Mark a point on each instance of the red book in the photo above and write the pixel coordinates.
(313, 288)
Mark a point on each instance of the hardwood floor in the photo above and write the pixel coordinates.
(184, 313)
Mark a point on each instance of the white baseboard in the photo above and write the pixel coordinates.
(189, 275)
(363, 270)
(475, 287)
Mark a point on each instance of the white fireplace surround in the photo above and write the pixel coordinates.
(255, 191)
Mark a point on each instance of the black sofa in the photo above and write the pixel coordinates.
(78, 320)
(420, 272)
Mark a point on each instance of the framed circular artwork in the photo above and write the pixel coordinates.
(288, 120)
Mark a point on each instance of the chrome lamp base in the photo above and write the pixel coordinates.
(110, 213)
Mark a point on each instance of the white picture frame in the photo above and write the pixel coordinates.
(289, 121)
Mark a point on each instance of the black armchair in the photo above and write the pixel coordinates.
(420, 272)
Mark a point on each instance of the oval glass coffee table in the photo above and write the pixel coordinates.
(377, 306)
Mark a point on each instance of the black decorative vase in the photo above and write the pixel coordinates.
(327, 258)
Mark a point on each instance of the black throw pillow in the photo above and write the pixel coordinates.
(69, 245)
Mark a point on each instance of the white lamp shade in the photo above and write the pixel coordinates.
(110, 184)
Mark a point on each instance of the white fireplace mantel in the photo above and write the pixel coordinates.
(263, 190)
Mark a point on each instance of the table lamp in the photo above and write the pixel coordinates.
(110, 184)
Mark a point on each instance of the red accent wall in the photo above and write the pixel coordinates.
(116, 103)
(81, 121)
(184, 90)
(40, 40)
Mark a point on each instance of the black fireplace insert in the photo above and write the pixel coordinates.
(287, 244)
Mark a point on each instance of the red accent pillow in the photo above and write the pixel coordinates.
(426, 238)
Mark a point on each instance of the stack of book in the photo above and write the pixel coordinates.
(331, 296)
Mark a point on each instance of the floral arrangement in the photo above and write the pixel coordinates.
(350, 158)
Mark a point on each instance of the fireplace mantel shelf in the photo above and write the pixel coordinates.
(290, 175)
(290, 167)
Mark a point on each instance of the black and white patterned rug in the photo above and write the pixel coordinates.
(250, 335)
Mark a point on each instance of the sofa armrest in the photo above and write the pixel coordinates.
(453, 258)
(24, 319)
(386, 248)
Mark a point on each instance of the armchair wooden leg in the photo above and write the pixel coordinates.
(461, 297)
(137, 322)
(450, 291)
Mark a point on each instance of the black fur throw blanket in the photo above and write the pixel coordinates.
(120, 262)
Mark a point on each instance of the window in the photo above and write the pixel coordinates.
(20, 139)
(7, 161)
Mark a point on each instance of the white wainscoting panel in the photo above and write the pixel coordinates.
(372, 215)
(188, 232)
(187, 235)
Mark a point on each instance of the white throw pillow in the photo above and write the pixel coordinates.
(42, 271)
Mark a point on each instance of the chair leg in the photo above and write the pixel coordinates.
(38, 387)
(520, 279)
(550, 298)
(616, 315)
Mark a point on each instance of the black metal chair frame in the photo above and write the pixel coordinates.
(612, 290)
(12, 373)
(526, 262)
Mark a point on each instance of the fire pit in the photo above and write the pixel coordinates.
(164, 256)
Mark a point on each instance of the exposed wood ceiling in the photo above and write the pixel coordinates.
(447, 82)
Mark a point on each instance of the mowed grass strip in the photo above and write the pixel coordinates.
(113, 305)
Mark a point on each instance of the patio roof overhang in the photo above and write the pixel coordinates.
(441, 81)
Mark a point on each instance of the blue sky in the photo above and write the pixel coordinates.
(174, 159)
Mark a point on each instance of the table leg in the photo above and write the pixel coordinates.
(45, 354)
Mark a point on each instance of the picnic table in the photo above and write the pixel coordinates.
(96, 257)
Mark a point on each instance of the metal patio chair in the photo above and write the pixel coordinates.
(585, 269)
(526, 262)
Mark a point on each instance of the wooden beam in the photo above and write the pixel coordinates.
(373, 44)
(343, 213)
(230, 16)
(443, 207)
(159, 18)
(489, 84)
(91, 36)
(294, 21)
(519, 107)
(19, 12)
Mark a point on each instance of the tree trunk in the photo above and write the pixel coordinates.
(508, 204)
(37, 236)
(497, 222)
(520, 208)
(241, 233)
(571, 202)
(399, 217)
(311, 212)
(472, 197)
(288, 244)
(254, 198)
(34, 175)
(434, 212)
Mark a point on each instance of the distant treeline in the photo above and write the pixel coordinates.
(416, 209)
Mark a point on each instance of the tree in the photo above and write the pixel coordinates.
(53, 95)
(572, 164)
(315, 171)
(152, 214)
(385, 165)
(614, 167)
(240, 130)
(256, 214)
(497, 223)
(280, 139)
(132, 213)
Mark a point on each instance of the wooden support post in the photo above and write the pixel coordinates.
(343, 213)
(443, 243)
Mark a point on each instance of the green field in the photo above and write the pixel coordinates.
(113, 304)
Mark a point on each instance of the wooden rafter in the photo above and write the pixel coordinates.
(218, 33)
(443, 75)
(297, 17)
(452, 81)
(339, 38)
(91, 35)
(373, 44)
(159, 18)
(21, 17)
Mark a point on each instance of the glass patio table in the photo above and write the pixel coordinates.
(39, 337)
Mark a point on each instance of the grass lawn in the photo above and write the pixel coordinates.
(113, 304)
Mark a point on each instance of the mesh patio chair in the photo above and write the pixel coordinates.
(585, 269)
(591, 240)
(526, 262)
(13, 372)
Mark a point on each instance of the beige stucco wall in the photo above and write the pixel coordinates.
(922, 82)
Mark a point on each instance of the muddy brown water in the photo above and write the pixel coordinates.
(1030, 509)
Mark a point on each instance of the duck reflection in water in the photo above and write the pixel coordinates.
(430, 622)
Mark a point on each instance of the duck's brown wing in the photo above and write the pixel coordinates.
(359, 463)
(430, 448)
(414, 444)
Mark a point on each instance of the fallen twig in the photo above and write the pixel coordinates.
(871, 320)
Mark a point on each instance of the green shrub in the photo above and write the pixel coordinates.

▸ **Instruksi dan ketentuan**:
Salin ulang seluruh materi di atas baris demi baris tanpa mengubah satu karakter pun.

▸ **Jawaban di bawah**:
Mark a point on each instance of the red book in the photo above and write the pixel coordinates.
(313, 288)
Mark a point on each instance of the hardwood floor in the photo above and write the pixel coordinates.
(184, 313)
Mark a point on each instance of the white baseboard in the photo above and write the pixel coordinates.
(189, 275)
(363, 270)
(475, 287)
Mark a point on each instance of the white fireplace surround in the photo above and write the pixel coordinates.
(255, 191)
Mark a point on each instance of the black sofa in the photo above and write the pixel coordinates.
(78, 320)
(420, 272)
Mark a point on each instance of the framed circular artwork in the photo above and write the pixel coordinates.
(288, 120)
Mark a point on each instance of the chrome lamp base in the photo above and write the pixel coordinates.
(110, 213)
Mark a point on each instance of the white picture frame in the photo above and write the pixel coordinates.
(289, 121)
Mark a point on each instance of the black armchair in the photo above and write the pixel coordinates.
(420, 272)
Mark a point on each instance of the oval glass coffee table in the photo above and write the pixel coordinates.
(377, 306)
Mark a point on each instance of the black decorative vase in the photo above and write the pixel coordinates.
(327, 258)
Mark a point on each instance of the black throw pillow in the photo above and write the pixel coordinates.
(69, 245)
Mark a point on each instance of the white lamp shade in the photo above and write the pixel coordinates.
(110, 184)
Mark a point on each instance of the white fireplace mantel in the photo above and write the pixel coordinates.
(263, 190)
Mark a point on each instance of the table lamp in the photo above and write the pixel coordinates.
(110, 184)
Mark a point on each instance of the red accent wall in the photo above and write the pixel coordinates.
(116, 103)
(81, 121)
(184, 90)
(40, 40)
Mark a point on each instance of the black fireplace insert in the photo above and write the pixel coordinates.
(287, 244)
Mark a point on each instance of the red accent pillow in the photo above and write the pixel coordinates.
(426, 238)
Mark a point on each instance of the stack of book in the photo above and write the pixel coordinates.
(331, 296)
Mark a point on each instance of the floral arrangement in the photo above and write the pixel coordinates.
(350, 158)
Mark a point on each instance of the fireplace mantel shelf in the photo above and write the pixel coordinates.
(290, 175)
(290, 167)
Mark a point on each instance of the black and white patterned rug in the photo above and write the pixel coordinates.
(250, 335)
Mark a point on each instance of the sofa armrest in the photo above and write the pixel coordinates.
(453, 258)
(24, 319)
(386, 248)
Mark a point on each instance of the armchair wooden leg in the photo above and write the pixel coordinates.
(461, 297)
(137, 322)
(450, 291)
Mark a point on each instance of the black fur throw blanket in the photo above and write the pixel coordinates.
(120, 262)
Mark a point on each instance of the window in the photo above and write the pixel coordinates.
(20, 139)
(7, 161)
Mark a point on each instance of the white wainscoting panel in the photo above and write the pixel coordinates.
(372, 215)
(188, 232)
(187, 235)
Mark a point on each instance of the white throw pillow in the photo above and write the pixel coordinates.
(42, 271)
Mark a point on each instance of the chair leg in the photo above and write the pixel coordinates.
(38, 387)
(520, 279)
(550, 298)
(616, 315)
Mark a point on each instance of the black metal chair frame in the photo above and write the pixel coordinates.
(612, 290)
(12, 373)
(526, 262)
Mark a point on each instance of the fire pit in the photo above and write the pixel coordinates.
(164, 256)
Mark a point on each instance of the exposed wood ceiling in the photo above and write the pixel coordinates.
(447, 82)
Mark a point on each instance of the mowed grass strip in the photo above and write the pixel coordinates.
(113, 305)
Mark a point on each instance of the patio roof overhang in the photo above and write the pixel coordinates.
(441, 81)
Mark a point on each instance of the blue sky in the photo above and write the pixel coordinates.
(174, 159)
Mark a point on each instance of the table leg in the photo above and write the pixel coordinates.
(45, 354)
Mark a point on each instance of the picnic table in the photo above and write the pixel coordinates.
(96, 257)
Mark a point on each instance of the metal patio chair in the photo above and write the pixel coordinates.
(585, 269)
(526, 262)
Mark a point on each instance of the wooden beam in the photo above and write the pixel coordinates.
(373, 44)
(343, 213)
(230, 16)
(443, 207)
(159, 18)
(489, 84)
(91, 36)
(294, 21)
(519, 107)
(19, 12)
Mark a point on each instance of the tree trunk in the photo above and write the pixel coordinates.
(508, 204)
(37, 236)
(497, 222)
(520, 208)
(241, 233)
(571, 202)
(399, 217)
(311, 212)
(472, 197)
(288, 244)
(254, 198)
(34, 175)
(434, 212)
Mark a point on each instance of the distant treeline in the photo above and write the pixel coordinates.
(416, 209)
Mark a point on each instance of the tree in the photo above and write the pixel coordinates.
(53, 95)
(572, 164)
(315, 171)
(152, 214)
(385, 165)
(614, 167)
(240, 130)
(256, 214)
(497, 223)
(280, 139)
(132, 213)
Mark a point on each instance of the wooden support post in the photo above and write the pixel coordinates.
(343, 213)
(443, 243)
Mark a point on each instance of the green field in the photo above and write the pixel coordinates.
(113, 304)
Mark a point on each instance of the wooden rafter in the photo above and write the pixel coordinates.
(218, 33)
(443, 75)
(297, 17)
(452, 81)
(339, 38)
(91, 35)
(373, 44)
(159, 18)
(21, 17)
Mark a point on each instance of the glass patio table in the photo above and write the pixel coordinates.
(39, 337)
Mark a point on each instance of the grass lawn in the photo above and write the pixel coordinates.
(113, 304)
Mark a point on each instance of the mesh patio chair in the photo above and write the pixel coordinates.
(585, 269)
(591, 240)
(526, 262)
(13, 372)
Mark a point on each instance of the beige stucco wall in the photo above and write the pixel coordinates.
(922, 82)
Mark a point on each instance of the muddy brown water in the photo above and write the pixel coordinates.
(1030, 509)
Mark a point on each instance of the duck reflection in water in the photo above and write the pixel coordinates.
(430, 622)
Mark a point on each instance of the duck's brown wing in the photo above and write the pixel coordinates.
(359, 463)
(430, 448)
(414, 444)
Mark a point on each instance of the fallen twig in the photo above and write the pixel coordinates.
(871, 320)
Mark a point on each instance of the green shrub in the photo above and write the pixel coordinates.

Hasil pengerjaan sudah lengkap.